>> start Excerpt

This will read in the bytes.  As it is, I have RXD and TXD linked together at the other end of the line, so it should just echo blabla back?

This seems pretty simple.  I was reading that each serial cable has one or more device files.  Do I need to worry about this, or for my simple activities, I only need to worry about one device file?

Thanks!

----------

## NeddySeagoon

rawbeefman,

You may need to set up the handshake, start bits, parity and stop bits too. 8n1 is popular.  Thats 8 data bits, no parity and 1 stop bit.  There are lots of other options too.

The echo command will not send EOF, it will only send the text.

minicom is a better tool to play with serial ports with.  Its also easier to debug if you send from one serial port and receive at another, as if you send or receive with minicom you can be pretty sure its doing the right thing so any problems are with your code.

Lastly, you must not use software handshaking if you want to send binary data over the serial link as the start and stop characters will be legal characters in your data stream.

----------

## roarinelk

run cat on one terminal and echo on another and yes, you should see

on the first what you pipe in on the second (or try minicom / putty).

the "standard" serial port (i.e. everything 8250 compatible and most other)

have only one device file, usually /dev/ttyS* (for uarts on a bus), or ttyUSB*

for USB-to-serial converters.

----------

## rawbeefman

Thanks for the quick replies.

So Minicom is the way to go?

>> end Excerpt
>> start Data segment

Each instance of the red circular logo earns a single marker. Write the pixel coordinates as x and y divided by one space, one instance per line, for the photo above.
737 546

>> end Data segment

*Problems to work on*:
1. In the serial port thread, what does 8n1 mean?
2. Write the next part of the serial port thread, picking up after its last line.
The data above is separate material and has nothing to do with the serial port thread.

*Answers provided*:
1. 8 data bits, no parity and 1 stop bit.

2.
Through some tutorials I was able to configure the serial port, and run the program, but am lost past that.  To get myself started, I just want to loop a message through the TXD and back through the RXD.  I have the wires connected.

What kind of handshaking needs to occur?  I am pretty lost past this point.

Thanks anyone for any help.

----------

## NeddySeagoon

rawbeefman,

The requirement for handshaking depends on the amount of data you expect to send and receive and how quickly your application will collect it from the serial port.

For small amounts of data (<16 bytes) no handshaking is required under any circumstances. The serial port buffer holds that much data.

For more data, provided you can collect it from the serial port before the buffer overflows, no handshaking is needed either.  This has to work in both directions.

For text (ASCII) data you can use software handshaking, also known as X-on/Xoff.  Two control characters, usually Ctrl-S and Ctrl-Q are sent to the transmitter by the receiver to tell the transmitter to stop sending and start sending again. This has the advantage of not needing any extra wires but your valid data cannot contain X-on and X-off.

If you need to transmit binary data and cannot service the serial port fast enough, you must use hardware handshaking. This link is a reasonable explaination of how RS-232 works.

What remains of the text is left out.